**EXERCISE OBJECTIVE**
The data below calls for an exact copy.

**SOURCE INFORMATION**
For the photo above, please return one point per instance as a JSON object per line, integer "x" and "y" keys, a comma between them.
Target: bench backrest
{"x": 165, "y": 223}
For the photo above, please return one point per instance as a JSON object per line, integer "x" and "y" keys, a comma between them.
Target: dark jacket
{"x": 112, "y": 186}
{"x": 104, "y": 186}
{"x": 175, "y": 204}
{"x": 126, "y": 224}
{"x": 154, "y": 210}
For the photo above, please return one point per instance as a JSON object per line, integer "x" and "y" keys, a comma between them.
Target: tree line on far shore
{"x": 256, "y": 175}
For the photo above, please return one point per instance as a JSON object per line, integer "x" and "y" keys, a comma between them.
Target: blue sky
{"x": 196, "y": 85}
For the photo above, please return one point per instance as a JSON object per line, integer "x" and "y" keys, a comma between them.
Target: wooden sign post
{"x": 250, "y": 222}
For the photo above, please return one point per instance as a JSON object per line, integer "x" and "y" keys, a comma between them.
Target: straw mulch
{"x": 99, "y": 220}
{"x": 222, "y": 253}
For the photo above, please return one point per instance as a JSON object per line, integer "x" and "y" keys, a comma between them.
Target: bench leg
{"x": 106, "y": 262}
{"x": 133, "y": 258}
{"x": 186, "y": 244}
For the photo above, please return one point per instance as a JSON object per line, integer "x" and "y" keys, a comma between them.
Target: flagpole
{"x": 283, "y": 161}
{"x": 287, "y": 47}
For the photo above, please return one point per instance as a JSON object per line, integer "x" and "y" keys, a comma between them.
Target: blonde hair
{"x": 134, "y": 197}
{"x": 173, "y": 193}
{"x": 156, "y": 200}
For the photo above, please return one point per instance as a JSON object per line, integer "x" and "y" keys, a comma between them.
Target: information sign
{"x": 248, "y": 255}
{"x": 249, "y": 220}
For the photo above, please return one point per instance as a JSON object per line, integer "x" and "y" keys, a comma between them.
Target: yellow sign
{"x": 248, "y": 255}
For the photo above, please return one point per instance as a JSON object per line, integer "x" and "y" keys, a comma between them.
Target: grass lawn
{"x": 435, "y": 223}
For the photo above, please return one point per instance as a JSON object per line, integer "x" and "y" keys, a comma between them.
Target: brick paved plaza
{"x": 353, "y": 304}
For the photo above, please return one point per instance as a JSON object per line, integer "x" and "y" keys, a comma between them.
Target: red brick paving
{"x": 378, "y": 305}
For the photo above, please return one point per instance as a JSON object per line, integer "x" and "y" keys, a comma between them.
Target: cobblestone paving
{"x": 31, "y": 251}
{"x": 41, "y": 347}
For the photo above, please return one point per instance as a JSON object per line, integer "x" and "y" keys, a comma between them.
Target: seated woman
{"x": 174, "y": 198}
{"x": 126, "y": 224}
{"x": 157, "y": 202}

**TASK OUTPUT**
For the photo above, please return one point per instance as a JSON object per line, integer "x" and "y" keys, a comma between them.
Target: bench backrest
{"x": 165, "y": 223}
For the photo above, please return one point per instance as a JSON object per line, integer "x" and "y" keys, a comma between them.
Target: dark jacket
{"x": 112, "y": 186}
{"x": 104, "y": 186}
{"x": 175, "y": 204}
{"x": 126, "y": 224}
{"x": 154, "y": 210}
For the photo above, please return one point per instance as a JSON object per line, integer "x" and "y" keys, a comma between them.
Target: tree line on far shore
{"x": 256, "y": 175}
For the photo above, please return one point per instance as a JSON object per line, integer "x" and "y" keys, a comma between them.
Target: blue sky
{"x": 196, "y": 85}
For the photo above, please return one point per instance as a JSON object per line, integer "x" and "y" keys, a comma between them.
Target: wooden sign post
{"x": 250, "y": 222}
For the photo above, please return one point per instance as a JSON object per line, integer "x" and "y" keys, a comma between them.
Target: straw mulch
{"x": 99, "y": 220}
{"x": 222, "y": 253}
For the photo above, please return one point per instance as a JSON object per line, integer "x" and "y" keys, a comma between them.
Target: bench leg
{"x": 106, "y": 262}
{"x": 133, "y": 258}
{"x": 186, "y": 244}
For the photo above, please return one point per instance as a JSON object per line, integer "x" and "y" keys, a comma between them.
Target: flagpole
{"x": 283, "y": 161}
{"x": 287, "y": 47}
For the photo above, please return one point per instance as a JSON object per line, integer "x" and "y" keys, a comma between them.
Target: blonde hair
{"x": 134, "y": 197}
{"x": 173, "y": 193}
{"x": 156, "y": 200}
For the photo above, please return one point per instance as a JSON object per line, integer "x" and "y" keys, a comma between them.
Target: information sign
{"x": 248, "y": 255}
{"x": 249, "y": 220}
For the photo above, please return one point per instance as a JSON object per line, integer "x" and "y" keys, a comma between them.
Target: yellow sign
{"x": 248, "y": 255}
For the photo above, please return one point per instance as a JSON object per line, integer "x" and "y" keys, a comma between them.
Target: grass lawn
{"x": 435, "y": 223}
For the photo above, please return one point per instance as a JSON object per line, integer "x" and "y" keys, a comma between them.
Target: brick paved plaza
{"x": 353, "y": 304}
For the photo above, please return one point per instance as a JSON object per line, integer "x" and "y" keys, a comma between them.
Target: red brick paving
{"x": 378, "y": 305}
For the photo above, please return one point per instance as a JSON object per line, integer "x" and "y" keys, a comma between them.
Target: cobblestone paving
{"x": 31, "y": 251}
{"x": 41, "y": 347}
For the photo above, please return one point per instance as a JSON object per line, integer "x" and "y" keys, a comma between them.
Target: seated woman
{"x": 174, "y": 198}
{"x": 126, "y": 224}
{"x": 157, "y": 202}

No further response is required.